WORK REQUEST 1
In the text on Egyptian rape law, what name does the Civil Status Law give a child born of rape when the crime is not incest?
WORK REQUEST 2
Rewrite the paragraph in the text on Egyptian rape law that begins "He warns that this legislative inconsistency" as a short bulleted list that keeps its main facts.

STUDY TEXT
=== Begin Enclosure ===

Regarding the definitions of rape and indecent assault, Yehia explains that the Penal Code requires penetration by the male sexual organ for the crime of rape to be established, and that in the absence of such penetration, the act may be classified as “indecent assault.” He considers these definitions outdated, rooted in texts dating back to 1950, and no longer suited to the nature of modern crimes, requiring a comprehensive review to ensure effective protection for survivors.
On the issue of establishing lineage for children born as a result of rape, Yehia explains that Egyptian legislation relies on jurisprudential rulings that consider “the semen of adultery without legal consequence,” thereby denying the lineage of a child born from forced sexual relations. He notes that DNA testing is used in criminal courts to prove the commission of the crime, but is not recognized as evidence to establish the child’s lineage to the rapist. As a result, the mother bears a double burden: she is both a survivor of severe sexual violence and the mother of a child whose legal lineage to the father is not recognized, depriving the child of full rights, despite the constitution guaranteeing every child the right to a legal identity and to establish lineage.
He further explains that the Civil Status Law grants the child in such cases the mother’s name and a fictitious name for the father if the crime is not incest. In cases of incest, however, the child is registered under neither the mother’s nor the father’s name, but is instead given an entirely different name. He considers this a serious legislative loophole that leads to significant contradictions between family law and criminal law, reflecting the inability of the legal system to unify mechanisms for establishing lineage based on modern scientific methods.
He warns that this legislative inconsistency opens the door to the mixing of lineages, as some families resort to registering the child under the name of a grandfather or maternal uncle to avoid social stigma, effectively making the grandfather or uncle the legal father. The child is officially recorded as the sibling of their mother or the child of her sibling, a situation he views as evidence of the absence of a clear legislative vision and one that creates wide space for legal and social manipulation.
In light of the current realities, survivors of rape appear trapped between the violence of the crime on one hand and the violence of law and society on the other. Current legislation, which closes the door to safe abortion and excludes the health and psychological needs of victims, contributes to reproducing pain rather than alleviating it, turning the path to justice into a new cycle of violations. While the state intensifies penalties against perpetrators and declares its commitment to international conventions, women and girls remain without real protection and without a comprehensive system that ensures care, support, and survival.
As data indicates rising rates of sexual assault and increasingly diverse patterns of violence, it becomes clear that the absence of clear protocols for dealing with victims, the lack of compensatory justice, and the persistence of patriarchal frameworks in legislation all contribute to making the survivor’s journey one paved with fear, stigma, and obstacles.
In the absence of a legal framework that aligns with victims, and with the continuation of policies that criminalize abortion without exceptions, the victim is punished twice: once when her will is violated, and again when she is forced to bear the consequences of a crime she did not commit.
Meanwhile, children born as a result of sexual violence are left to face lives that begin with stigma and deprivation of legal identity. Here emerges the urgent need for fundamental legislative change that restores the meaning of justice and guarantees victims their rights over their bodies and their dignity.

=== End Enclosure ===

(Image-grounded pointing data)
=== Begin Enclosure ===

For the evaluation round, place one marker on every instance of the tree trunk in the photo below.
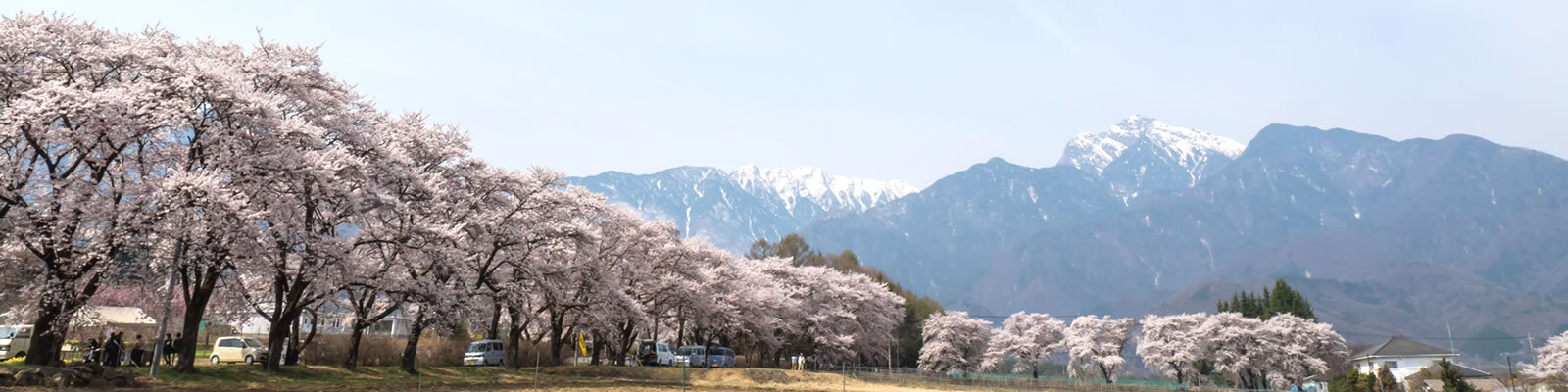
(353, 347)
(412, 349)
(514, 339)
(627, 336)
(297, 347)
(44, 350)
(494, 329)
(198, 297)
(274, 342)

=== End Enclosure ===

OUTPUT 1
The child receives the mother's name and a fictitious name for the father.

OUTPUT 2
- The legislative inconsistency opens the door to the mixing of lineages.
- To avoid social stigma, some families register the child under the name of a grandfather or maternal uncle, who then becomes the legal father.
- The child is officially recorded as the mother's sibling or as her sibling's child.
- Yehia sees this as evidence that there is no clear legislative vision. He says it leaves wide room for legal and social manipulation.